▶ Text segment:
Hurricane season is coming at us full force. As we begin to face the destructive reality of Hurricane Florence, WeatherCheck has unique safety tips and online resources.

Here are tips you’ve probably never heard, but can give you peace of mind before and after the storm.

  1. Make a checklist. You can never be too prepared for a hurricane. Walk around your home before evacuating and take a photo of everything; rooms, cabinets, drawers. This will be crucial in getting the maximum insurance claim pay out.
  2. Fully charge your phone. Consider downloading the “Zello Walkie Talkie App.” Zello lets you use your phone as a walkie-talkie or two-way radio as long as you have a network or WiFi connection. Users can join channels and instantly send messages or photos, and the app even works over older 2G networks. It’s important to note that if cell towers are wiped out in the storm and WiFi goes down, Zello will not work. But if you have cell service — even a 2G or 3G connection — the app could help in the event of an emergency.
  3. Invest in a portable charger. You can also find solar powered chargers online.
  4. Get a prepaid phone. They have a lower frequency that is prioritized over devices such as smartphones.

▶ Data excerpt:
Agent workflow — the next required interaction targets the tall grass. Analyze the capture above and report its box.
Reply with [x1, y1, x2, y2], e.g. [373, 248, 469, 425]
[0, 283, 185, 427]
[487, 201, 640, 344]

▶ Request:
Resume the hurricane safety tips from where they end.

▶ The response:
  5. Do not store your valuables in your dishwasher. It is a MYTH that dishwashers are waterproof. Take your valuables with you.
  6. Know about the elevation level of your property and whether or not the land is flood-prone. This will help you know how your property will be affected when storm surge or tidal flooding are forecasted.
  7. If you live in a highrise apartment building, be prepared to take shelter on or below the 10th floor.
  8. Identify levees and dams in your area and determine whether they pose a hazard to you.
  9. It’s important to know your surroundings and understand everything your community has to offer during severe weather. Learn community hurricane evacuation routes and how to find higher ground. Determine where you would go and how you would get there if you needed to evacuate.
  10. Cover all of your home’s windows. Tape does not prevent windows from breaking.
  11. Sign up for your community’s warning system. The Emergency Alert System (EAS) and National Oceanic and Atmospheric Administration (NOAA) Weather Radio also provide emergency alerts.
  12. Practice going to a safe shelter for high winds, such as a FEMA safe room or ICC 500 storm shelter. The next best protection is a small, interior, windowless room in a sturdy building on the lowest level that is not subject to flooding.
  13. If you have NFIP flood insurance, your policy may cover up to $1000 in loss avoidance measures, like sandbags and water pumps, to protect your insured property. You should keep copies of all receipts and a record of the time spent performing the work. They should be submitted to your insurance adjuster when you file a claim to be reimbursed. Visit www.fema.gov/media-library/assets/documents/137860 to learn more.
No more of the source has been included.